Problem to solve » The records that follow are to be repeated without alteration.
══════════
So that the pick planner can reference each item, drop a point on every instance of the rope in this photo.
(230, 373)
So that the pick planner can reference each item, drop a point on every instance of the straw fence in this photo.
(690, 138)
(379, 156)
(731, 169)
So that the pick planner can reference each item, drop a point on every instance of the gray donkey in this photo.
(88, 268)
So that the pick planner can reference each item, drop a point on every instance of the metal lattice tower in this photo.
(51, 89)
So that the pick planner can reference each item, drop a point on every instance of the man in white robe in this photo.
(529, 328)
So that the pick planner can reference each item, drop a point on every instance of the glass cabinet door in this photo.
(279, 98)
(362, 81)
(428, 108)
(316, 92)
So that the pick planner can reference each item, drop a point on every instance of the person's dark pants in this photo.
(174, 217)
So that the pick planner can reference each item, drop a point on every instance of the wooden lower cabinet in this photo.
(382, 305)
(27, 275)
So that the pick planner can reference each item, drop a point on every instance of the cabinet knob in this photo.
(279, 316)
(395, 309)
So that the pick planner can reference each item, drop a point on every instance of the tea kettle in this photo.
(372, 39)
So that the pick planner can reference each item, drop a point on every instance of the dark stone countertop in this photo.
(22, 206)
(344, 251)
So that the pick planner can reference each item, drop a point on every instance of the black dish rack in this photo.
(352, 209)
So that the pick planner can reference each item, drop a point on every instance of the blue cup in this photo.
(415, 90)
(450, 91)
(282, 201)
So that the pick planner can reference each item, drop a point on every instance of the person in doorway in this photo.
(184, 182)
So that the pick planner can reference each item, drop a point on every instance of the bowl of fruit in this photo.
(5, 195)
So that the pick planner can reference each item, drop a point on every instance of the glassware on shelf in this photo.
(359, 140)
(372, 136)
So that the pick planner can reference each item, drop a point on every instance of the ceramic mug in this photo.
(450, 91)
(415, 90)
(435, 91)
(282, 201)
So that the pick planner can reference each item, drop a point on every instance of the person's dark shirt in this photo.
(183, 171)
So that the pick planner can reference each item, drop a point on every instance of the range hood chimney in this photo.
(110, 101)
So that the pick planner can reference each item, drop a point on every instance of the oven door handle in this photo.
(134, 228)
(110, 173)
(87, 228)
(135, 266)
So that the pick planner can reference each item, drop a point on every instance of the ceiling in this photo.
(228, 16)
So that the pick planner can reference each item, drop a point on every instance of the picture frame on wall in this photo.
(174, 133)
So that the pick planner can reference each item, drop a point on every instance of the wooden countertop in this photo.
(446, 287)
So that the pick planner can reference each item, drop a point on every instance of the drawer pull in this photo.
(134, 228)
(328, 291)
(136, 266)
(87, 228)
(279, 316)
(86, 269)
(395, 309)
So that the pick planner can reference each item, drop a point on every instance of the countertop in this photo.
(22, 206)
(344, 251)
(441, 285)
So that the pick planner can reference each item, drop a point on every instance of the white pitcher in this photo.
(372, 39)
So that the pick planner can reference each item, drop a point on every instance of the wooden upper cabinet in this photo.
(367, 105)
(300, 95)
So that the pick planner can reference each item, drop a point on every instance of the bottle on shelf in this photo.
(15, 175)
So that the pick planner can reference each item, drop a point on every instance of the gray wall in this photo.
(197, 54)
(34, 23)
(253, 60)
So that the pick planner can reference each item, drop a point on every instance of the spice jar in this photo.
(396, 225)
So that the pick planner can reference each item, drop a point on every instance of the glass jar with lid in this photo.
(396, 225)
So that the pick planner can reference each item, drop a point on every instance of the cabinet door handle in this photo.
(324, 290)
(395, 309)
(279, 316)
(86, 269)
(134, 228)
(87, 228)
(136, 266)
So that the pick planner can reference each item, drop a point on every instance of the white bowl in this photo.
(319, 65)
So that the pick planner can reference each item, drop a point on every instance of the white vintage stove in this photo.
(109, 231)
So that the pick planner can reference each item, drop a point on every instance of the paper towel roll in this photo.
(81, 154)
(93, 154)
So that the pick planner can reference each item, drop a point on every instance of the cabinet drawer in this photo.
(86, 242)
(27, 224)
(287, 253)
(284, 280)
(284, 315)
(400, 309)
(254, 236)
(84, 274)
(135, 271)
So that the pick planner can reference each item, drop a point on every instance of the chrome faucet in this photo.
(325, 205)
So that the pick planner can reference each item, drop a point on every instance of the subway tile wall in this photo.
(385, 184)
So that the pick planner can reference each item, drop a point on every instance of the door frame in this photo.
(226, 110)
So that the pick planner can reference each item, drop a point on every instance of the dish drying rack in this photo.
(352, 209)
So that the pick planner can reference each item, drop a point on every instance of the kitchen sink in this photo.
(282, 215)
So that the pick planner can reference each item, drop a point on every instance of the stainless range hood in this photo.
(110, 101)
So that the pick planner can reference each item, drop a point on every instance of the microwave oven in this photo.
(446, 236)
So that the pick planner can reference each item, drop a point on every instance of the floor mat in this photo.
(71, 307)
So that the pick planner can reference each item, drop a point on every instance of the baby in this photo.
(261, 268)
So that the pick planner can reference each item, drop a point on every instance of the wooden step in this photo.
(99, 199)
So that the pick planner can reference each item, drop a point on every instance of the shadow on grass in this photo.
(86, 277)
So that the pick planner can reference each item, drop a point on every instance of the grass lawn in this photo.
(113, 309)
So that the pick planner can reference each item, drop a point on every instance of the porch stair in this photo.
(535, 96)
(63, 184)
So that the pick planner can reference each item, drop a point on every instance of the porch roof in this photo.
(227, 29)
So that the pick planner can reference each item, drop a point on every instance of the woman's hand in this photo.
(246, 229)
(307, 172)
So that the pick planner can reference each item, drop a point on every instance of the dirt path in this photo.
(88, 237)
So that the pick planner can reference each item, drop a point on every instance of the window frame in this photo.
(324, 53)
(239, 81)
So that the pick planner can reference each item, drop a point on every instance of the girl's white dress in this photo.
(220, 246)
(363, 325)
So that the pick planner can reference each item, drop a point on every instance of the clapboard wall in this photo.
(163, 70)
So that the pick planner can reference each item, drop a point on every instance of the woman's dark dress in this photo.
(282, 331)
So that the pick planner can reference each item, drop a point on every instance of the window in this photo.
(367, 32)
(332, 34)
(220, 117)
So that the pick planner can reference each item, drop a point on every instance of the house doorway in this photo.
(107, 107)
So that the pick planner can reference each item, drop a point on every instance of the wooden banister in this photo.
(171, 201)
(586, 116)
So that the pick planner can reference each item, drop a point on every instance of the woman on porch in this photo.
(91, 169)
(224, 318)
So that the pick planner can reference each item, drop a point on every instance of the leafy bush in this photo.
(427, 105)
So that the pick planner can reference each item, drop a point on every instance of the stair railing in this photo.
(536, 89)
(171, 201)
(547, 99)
══════════
Task output »
So that the pick planner can reference each item, drop a point on every instance of the rope in this photo.
(230, 373)
So that the pick planner can reference each item, drop a point on every instance of the straw fence in this photo.
(690, 138)
(379, 156)
(731, 169)
So that the pick planner can reference each item, drop a point on every instance of the gray donkey in this photo.
(88, 268)
So that the pick planner can reference each item, drop a point on every instance of the metal lattice tower in this photo.
(51, 89)
So that the pick planner can reference each item, drop a point on every instance of the man in white robe in this photo.
(529, 328)
So that the pick planner can reference each item, drop a point on every instance of the glass cabinet door in this photo.
(279, 98)
(362, 81)
(428, 108)
(316, 92)
So that the pick planner can reference each item, drop a point on every instance of the person's dark pants in this photo.
(174, 217)
So that the pick planner can reference each item, drop a point on every instance of the wooden lower cabinet in this photo.
(382, 305)
(27, 275)
So that the pick planner can reference each item, drop a point on every instance of the cabinet knob in this photo.
(279, 316)
(395, 309)
So that the pick planner can reference each item, drop a point on every instance of the tea kettle in this photo.
(372, 39)
So that the pick planner can reference each item, drop a point on every instance of the dark stone countertop in this photo.
(22, 206)
(344, 251)
So that the pick planner can reference each item, drop a point on every instance of the black dish rack in this photo.
(352, 209)
So that the pick planner can reference each item, drop a point on every instance of the blue cup in this photo.
(415, 90)
(450, 91)
(282, 201)
So that the pick planner can reference each item, drop a point on every instance of the person in doorway in this photo.
(184, 182)
So that the pick planner can reference each item, drop a point on every instance of the bowl of fruit in this photo.
(5, 195)
So that the pick planner can reference each item, drop a point on every instance of the glassware on shelf in this photo.
(359, 140)
(372, 136)
So that the pick planner can reference each item, drop a point on every instance of the ceramic mug in this photo.
(450, 91)
(415, 90)
(435, 91)
(282, 201)
So that the pick planner can reference each item, drop a point on every instance of the person's dark shirt in this photo.
(183, 171)
So that the pick planner can reference each item, drop a point on every instance of the range hood chimney in this photo.
(110, 101)
So that the pick planner can reference each item, drop a point on every instance of the oven door handle in this photo.
(134, 228)
(110, 173)
(87, 228)
(135, 266)
So that the pick planner can reference each item, drop a point on every instance of the ceiling in this photo.
(228, 16)
So that the pick planner can reference each item, drop a point on every instance of the picture frame on wall in this photo.
(174, 133)
So that the pick planner can reference each item, drop a point on every instance of the wooden countertop in this photo.
(446, 287)
So that the pick planner can reference each item, drop a point on every instance of the drawer pull in this photo.
(134, 228)
(328, 291)
(136, 266)
(87, 228)
(279, 316)
(86, 269)
(395, 309)
So that the pick planner can reference each item, drop a point on every instance of the countertop in this photo.
(22, 206)
(344, 251)
(441, 285)
So that the pick planner can reference each item, drop a point on every instance of the white pitcher in this photo.
(372, 39)
So that the pick planner can reference each item, drop a point on every instance of the wooden upper cabinet in this photo.
(367, 105)
(300, 95)
So that the pick planner can reference each item, drop a point on every instance of the bottle on shelf in this photo.
(15, 175)
So that the pick planner can reference each item, drop a point on every instance of the gray wall in this photo.
(197, 54)
(34, 23)
(253, 60)
So that the pick planner can reference each item, drop a point on every instance of the spice jar in this photo.
(396, 225)
So that the pick planner can reference each item, drop a point on every instance of the glass jar with lid in this photo.
(396, 225)
So that the pick planner can reference each item, drop a point on every instance of the cabinet door handle in this photo.
(324, 290)
(395, 309)
(279, 316)
(86, 269)
(134, 228)
(87, 228)
(136, 266)
So that the pick planner can reference each item, drop a point on every instance of the white bowl in this photo.
(319, 65)
So that the pick planner can reference each item, drop a point on every instance of the white vintage stove in this photo.
(109, 231)
So that the pick planner can reference each item, drop a point on every instance of the paper towel roll in this photo.
(81, 154)
(93, 154)
So that the pick planner can reference each item, drop a point on every instance of the cabinet drawer in this photo.
(86, 242)
(27, 224)
(287, 253)
(284, 280)
(284, 315)
(400, 309)
(254, 236)
(84, 274)
(135, 271)
So that the pick planner can reference each item, drop a point on every instance of the chrome faucet in this photo.
(325, 205)
So that the pick planner can reference each item, drop a point on every instance of the subway tile wall in this photo.
(385, 184)
So that the pick planner can reference each item, drop a point on every instance of the door frame in this photo.
(226, 110)
So that the pick planner can reference each item, drop a point on every instance of the dish drying rack in this photo.
(352, 209)
So that the pick planner can reference each item, drop a point on every instance of the kitchen sink in this photo.
(282, 215)
So that the pick planner can reference each item, drop a point on every instance of the stainless range hood in this photo.
(110, 101)
So that the pick planner can reference each item, drop a point on every instance of the microwave oven in this photo.
(446, 236)
So that the pick planner can reference each item, drop a point on every instance of the floor mat in this photo.
(71, 307)
So that the pick planner can reference each item, drop a point on every instance of the baby in this photo.
(261, 268)
So that the pick planner can reference each item, drop a point on every instance of the wooden step in this photo.
(99, 199)
So that the pick planner can reference each item, drop a point on every instance of the shadow on grass in this photo.
(86, 277)
So that the pick planner can reference each item, drop a point on every instance of the grass lawn in this photo.
(113, 309)
So that the pick planner can reference each item, drop a point on every instance of the porch stair in this photo.
(535, 96)
(63, 184)
So that the pick planner can reference each item, drop a point on every instance of the porch roof in this photo.
(227, 29)
So that the pick planner can reference each item, drop a point on every instance of the woman's hand in this photo.
(246, 229)
(307, 172)
So that the pick planner can reference each item, drop a point on every instance of the dirt path in this photo.
(88, 237)
So that the pick planner can reference each item, drop a point on every instance of the window frame in this photo.
(324, 53)
(239, 81)
So that the pick planner can reference each item, drop a point on every instance of the girl's white dress in this photo.
(220, 246)
(363, 325)
So that the pick planner can reference each item, drop a point on every instance of the clapboard wall in this photo.
(163, 70)
So that the pick planner can reference each item, drop a point on every instance of the woman's dark dress in this photo.
(282, 331)
So that the pick planner can reference each item, drop a point on every instance of the window in this photo.
(367, 32)
(332, 34)
(220, 117)
So that the pick planner can reference each item, drop a point on every instance of the house doorway in this photo.
(107, 107)
So that the pick planner can reference each item, drop a point on every instance of the wooden banister in this photo.
(171, 201)
(586, 116)
So that the pick planner can reference each item, drop a point on every instance of the woman on porch in this photo.
(91, 169)
(224, 318)
So that the pick planner can reference each item, drop a point on every instance of the leafy bush in this photo.
(427, 105)
So that the pick planner can reference each item, drop a point on every instance of the stair railing in this photo.
(536, 89)
(171, 201)
(547, 99)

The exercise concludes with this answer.